» TASK PROMPT:
Rewrite every line of the entries, requests included, starting with the line that contains "If you could tag each instance of the distant" and going on through the end of the entries. Raise each x and y coordinate in the answers by 124.

» Point labeling entries:
'''
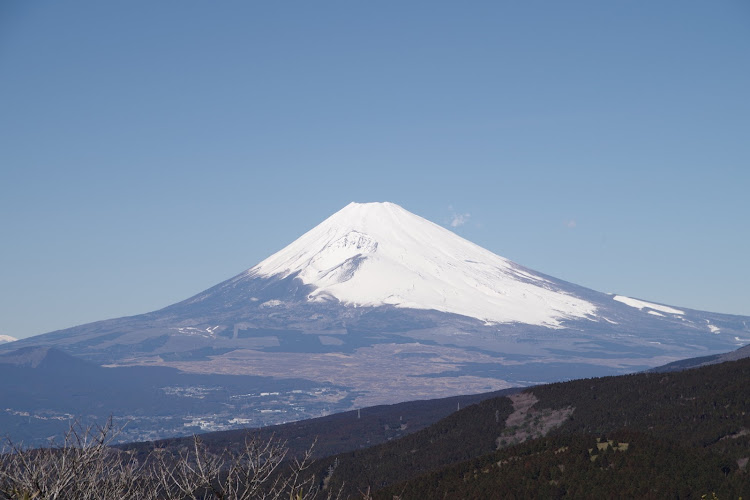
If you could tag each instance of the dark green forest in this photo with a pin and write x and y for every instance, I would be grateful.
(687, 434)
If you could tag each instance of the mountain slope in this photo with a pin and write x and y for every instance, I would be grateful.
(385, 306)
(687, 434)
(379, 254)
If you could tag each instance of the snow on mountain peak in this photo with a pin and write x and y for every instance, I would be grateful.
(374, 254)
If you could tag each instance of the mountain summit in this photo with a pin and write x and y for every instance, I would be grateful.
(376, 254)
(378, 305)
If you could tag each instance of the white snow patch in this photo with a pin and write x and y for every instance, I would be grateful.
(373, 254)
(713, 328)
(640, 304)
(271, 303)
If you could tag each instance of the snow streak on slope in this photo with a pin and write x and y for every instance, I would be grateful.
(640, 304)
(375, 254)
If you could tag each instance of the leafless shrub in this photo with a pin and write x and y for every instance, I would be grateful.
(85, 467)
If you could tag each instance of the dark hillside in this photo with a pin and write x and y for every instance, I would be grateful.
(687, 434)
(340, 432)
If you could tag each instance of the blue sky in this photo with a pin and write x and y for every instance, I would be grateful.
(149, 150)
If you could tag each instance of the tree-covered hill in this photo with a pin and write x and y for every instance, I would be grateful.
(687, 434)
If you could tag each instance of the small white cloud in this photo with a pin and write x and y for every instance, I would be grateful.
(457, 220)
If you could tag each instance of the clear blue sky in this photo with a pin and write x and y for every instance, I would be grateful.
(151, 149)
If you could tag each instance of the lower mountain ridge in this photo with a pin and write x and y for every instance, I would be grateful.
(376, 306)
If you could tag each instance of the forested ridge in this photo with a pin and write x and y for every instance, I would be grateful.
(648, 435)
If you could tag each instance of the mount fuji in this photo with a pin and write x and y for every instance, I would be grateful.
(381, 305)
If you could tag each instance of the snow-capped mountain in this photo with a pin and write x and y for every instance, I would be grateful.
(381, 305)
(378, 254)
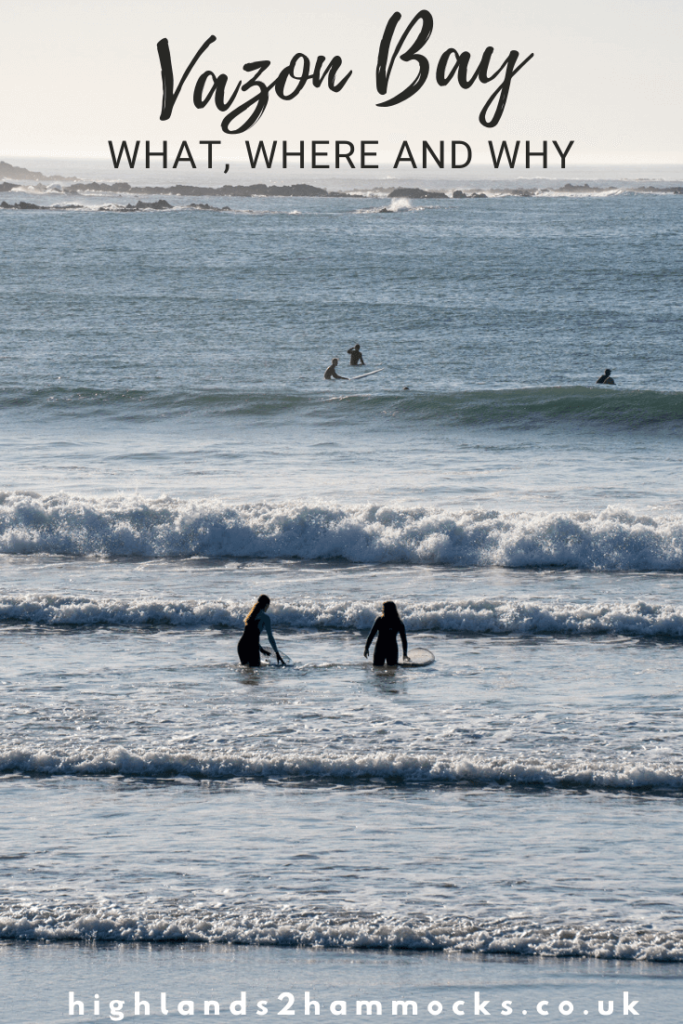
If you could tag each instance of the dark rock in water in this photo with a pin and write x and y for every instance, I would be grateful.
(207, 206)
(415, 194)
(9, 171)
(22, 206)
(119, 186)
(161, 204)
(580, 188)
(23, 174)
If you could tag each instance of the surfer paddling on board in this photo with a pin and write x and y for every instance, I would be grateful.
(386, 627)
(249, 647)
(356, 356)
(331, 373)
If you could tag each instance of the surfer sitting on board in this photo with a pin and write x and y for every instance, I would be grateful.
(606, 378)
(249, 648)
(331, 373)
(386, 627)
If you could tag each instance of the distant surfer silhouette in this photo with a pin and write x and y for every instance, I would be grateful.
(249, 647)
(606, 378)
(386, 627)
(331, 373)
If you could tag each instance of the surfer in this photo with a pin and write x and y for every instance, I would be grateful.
'''
» TASK RESPONSE:
If you could tag each instance of the distant surfer silhouette in this photo with a pin and write x and y for every instance, I would be grateful.
(373, 771)
(730, 502)
(510, 751)
(455, 497)
If you could tag each instance of the surfer in this photo with a pin and write x and y for every instance, I would be grateful.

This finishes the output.